Extracted entries |

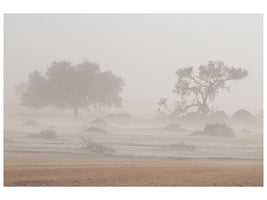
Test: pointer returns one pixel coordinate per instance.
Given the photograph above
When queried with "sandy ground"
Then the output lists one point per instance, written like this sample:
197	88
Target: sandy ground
32	169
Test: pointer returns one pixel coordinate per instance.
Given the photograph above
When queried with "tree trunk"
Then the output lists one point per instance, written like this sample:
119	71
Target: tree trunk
75	111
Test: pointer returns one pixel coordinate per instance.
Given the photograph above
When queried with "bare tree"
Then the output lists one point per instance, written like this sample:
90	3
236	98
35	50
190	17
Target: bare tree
197	89
65	86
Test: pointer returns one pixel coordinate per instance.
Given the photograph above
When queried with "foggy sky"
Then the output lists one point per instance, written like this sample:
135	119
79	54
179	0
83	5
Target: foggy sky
144	49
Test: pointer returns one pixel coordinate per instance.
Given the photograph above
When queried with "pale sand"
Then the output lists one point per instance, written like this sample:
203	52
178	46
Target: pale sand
28	169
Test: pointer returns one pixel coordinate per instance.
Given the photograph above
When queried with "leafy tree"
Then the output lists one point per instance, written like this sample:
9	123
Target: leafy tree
197	89
72	86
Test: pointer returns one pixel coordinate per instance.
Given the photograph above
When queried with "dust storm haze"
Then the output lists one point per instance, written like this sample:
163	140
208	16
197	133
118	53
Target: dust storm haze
146	90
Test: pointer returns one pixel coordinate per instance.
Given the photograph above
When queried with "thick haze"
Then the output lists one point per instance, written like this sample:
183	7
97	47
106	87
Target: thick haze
144	49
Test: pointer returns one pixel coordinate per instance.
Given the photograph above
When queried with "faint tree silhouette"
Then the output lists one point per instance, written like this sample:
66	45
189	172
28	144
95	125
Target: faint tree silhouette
197	90
78	87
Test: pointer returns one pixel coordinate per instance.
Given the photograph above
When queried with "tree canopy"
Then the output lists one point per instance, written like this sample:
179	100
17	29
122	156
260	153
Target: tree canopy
65	86
197	88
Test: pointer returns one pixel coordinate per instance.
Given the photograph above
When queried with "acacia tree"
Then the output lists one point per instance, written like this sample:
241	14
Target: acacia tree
197	89
72	86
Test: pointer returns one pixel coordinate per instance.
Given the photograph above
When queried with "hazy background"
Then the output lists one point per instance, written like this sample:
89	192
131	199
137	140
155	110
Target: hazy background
144	49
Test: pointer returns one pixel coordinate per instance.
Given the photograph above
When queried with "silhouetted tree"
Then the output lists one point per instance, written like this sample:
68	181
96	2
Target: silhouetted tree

Stated task |
Leave out the pictures and copy everything else in the records word for word.

Answer in full |
Test: pointer returns one pixel coordinate per instance.
Given the photograph above
When queried with "sandy ground"
Then the output lists one point per instance, written like this sample:
197	88
Target: sandy ground
32	169
Test: pointer returns one pixel coordinate per instance.
Given the photograph above
When queried with "tree trunk"
Then the output lists one point per instance, written like this sample:
119	71
Target: tree trunk
75	111
Test: pointer returns one pixel coordinate per instance.
Given the photograph above
When queried with "bare tree"
Then the output lists one point per instance, written like this sample:
90	3
236	98
35	50
190	17
Target: bare tree
197	89
65	86
Test: pointer returns one pixel coordinate per instance.
Given the photograph above
When queried with "foggy sky"
Then the output lists one point per instance, written like this sample:
135	119
79	54
179	0
83	5
Target: foggy sky
144	49
Test: pointer returns one pixel coordinate per instance.
Given the photograph above
When queried with "pale sand"
Then the output lists one point per instance, written like this sample:
203	52
178	46
Target: pale sand
28	169
Test: pointer returns one pixel coordinate per instance.
Given the photograph above
When queried with "leafy tree"
Then the output lists one point per instance, written like this sample:
9	123
Target: leafy tree
197	89
72	86
Test: pointer returns one pixel coordinate per instance.
Given the photograph above
When queried with "dust storm haze"
Then the output lists one point per instance, written like this sample:
163	140
208	16
197	133
118	53
Target: dust storm haze
146	90
Test: pointer returns one pixel coordinate per instance.
Given the photograph above
When queried with "thick haze"
Then the output lists one point per instance, written like this sample:
183	7
97	47
106	87
Target: thick haze
144	49
Test: pointer returns one pixel coordinate per instance.
Given the photograph above
When queried with "faint tree silhouette"
Then the output lists one point per instance, written like this sample:
66	45
189	172
28	144
95	125
Target: faint tree silhouette
197	90
78	87
Test: pointer returns one pixel coordinate per instance.
Given the photograph above
When queried with "tree canopy"
Then the output lists one point per instance, written like this sample:
179	100
17	29
122	156
260	153
Target: tree canopy
65	86
197	88
Test: pointer returns one pixel coordinate per instance.
Given the photograph above
When queried with "acacia tree"
Then the output lists one point per instance, written like this sample:
241	14
Target: acacia tree
197	89
72	86
Test: pointer returns one pixel coordinate per instance.
Given the photograph above
When queried with "hazy background"
Then the output lists one point per instance, written like this sample:
89	192
131	199
137	140
155	110
Target: hazy background
144	49
Test: pointer returns one pixel coordinate per instance.
Given the photograph above
When queried with "silhouetted tree"
Then the output lists one point per instance, written like this sample:
68	181
96	2
Target: silhouetted tree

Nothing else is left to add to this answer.